Page excerpt:
>>
Thursday, September 16, 2010

Book-burning needs to modernize

To make things perfectly clear: I do not recommend emotional book burning. I think it's wrong and inefficient. I'm simply going to say this: If you're going to do "book burning" I believe you need to find a more modern way to achieve your goals. Use technology. Better yet, use Open Source technology to achieve your goals.

Something about the press release events of the past week or so has rubbed me the wrong way. But not because of the reasons already expressed by the "media". It's because the guy in Florida is doing it all wrong. We live in a world with headlines filled with stories about Barnes and Noble and Borders books going bankrupt or being sold. Ebooks are taking over. Who can afford to think about burning books at a time like this?
 

In order to have a serious book burning, there's a serious time investment. You'd first have to find the book you wanted to burn, order copies from 10 different retailers on Amazon, pick the most worthy copy, and then commence burning. You'd probably use some social media site to send out Evites or set up a Facebook event hoping people would pull themselves away from Farmville long enough to sit around watching a book burn. What a pain in the rear. If I think about some of my friends, I highly doubt that a book burning event would even hold their attention for more 30 seconds before they were checking their iPhones and Android phones, or sending email on their Blackberries.
<<
Data section:
>>
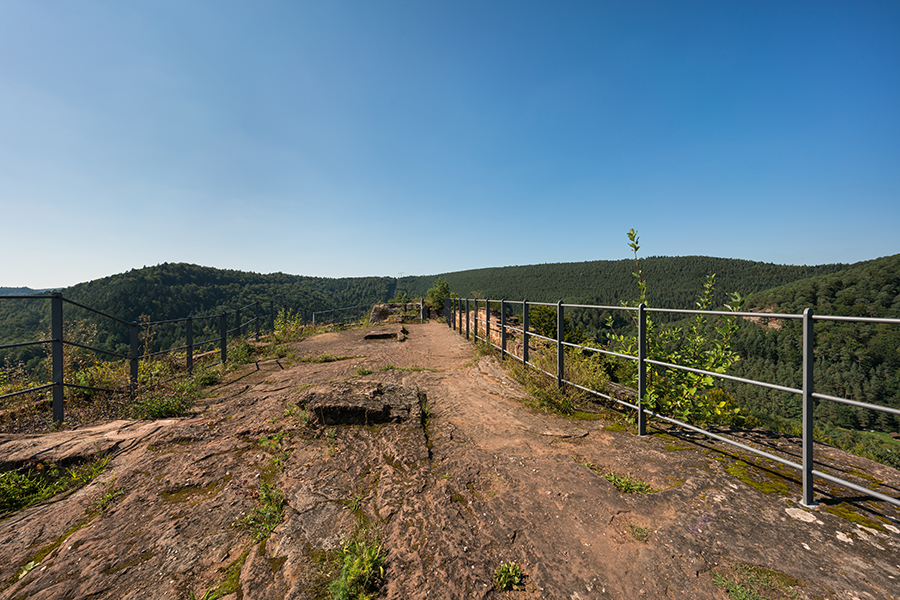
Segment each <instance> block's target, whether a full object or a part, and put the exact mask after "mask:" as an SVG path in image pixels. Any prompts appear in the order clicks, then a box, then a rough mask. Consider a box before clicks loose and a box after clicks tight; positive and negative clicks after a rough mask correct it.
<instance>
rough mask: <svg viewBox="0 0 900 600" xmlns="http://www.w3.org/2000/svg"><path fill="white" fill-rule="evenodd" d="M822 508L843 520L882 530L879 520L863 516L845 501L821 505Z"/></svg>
mask: <svg viewBox="0 0 900 600" xmlns="http://www.w3.org/2000/svg"><path fill="white" fill-rule="evenodd" d="M822 508H823V510H825V511H826V512H830V513H831V514H833V515H835V516H837V517H840V518H842V519H844V520H845V521H850V522H851V523H856V524H858V525H862V526H864V527H871V528H872V529H878V530H879V531H884V530H885V529H884V527H883V526H882V524H881V522H880V521H876V520H874V519H870V518H868V517H864V516H863V515H861V514H860V513H859V512H857V511H856V509H855V508H854V507H853V506H852V505H850V504H848V503H847V502H841V503H840V504H832V505H827V504H826V505H823V506H822Z"/></svg>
<<
Work task 1:
Decide whether each statement below agrees with the book-burning post, answering yes or no and quoting the words from the post that settle it.
(a) The writer recommends emotional book burning.
(b) The post mentions ordering copies from 10 different retailers on Amazon.
(c) The writer is bothered by the past week's events for the same reasons the media has already given.
Work task 2:
Write a continuation of the book-burning post, starting after its last sentence.

Answer area 1:
(a) No: "I do not recommend emotional book burning."
(b) Yes: "order copies from 10 different retailers on Amazon"
(c) No: "But not because of the reasons already expressed by the "media"."

Answer area 2:
When is book burning ok?

If I were homeless in the winter, in a cold climate, and had no other source of shelter, but had plenty of books and matches, I would hope people wouldn't judge me if I were to burn the books I had collected. Alternatively, if I were filming a movie about World War II, or a documentary about a time when books were burned, for historical accuracy, I hope people would appreciate that as art. I suppose if I were the author of the books, it's ok to burn them.

This last reason is cause for serious suspicion. It supposes that there is a relationship between the intellectual property and creative process of writing, authorship, and acceptability of burning books.
 

What happens when you burn books (or blogs)?

Books are actually not so easy to find that I would actually be willing to burn, so I'm burning something closer to my heart. But first, this is me burning a set of blank pieces of paper:



No emotion. Some heat felt. Fire consumed 3 sheets of paper within 62 seconds, for a rate of 2.90 pages / minute.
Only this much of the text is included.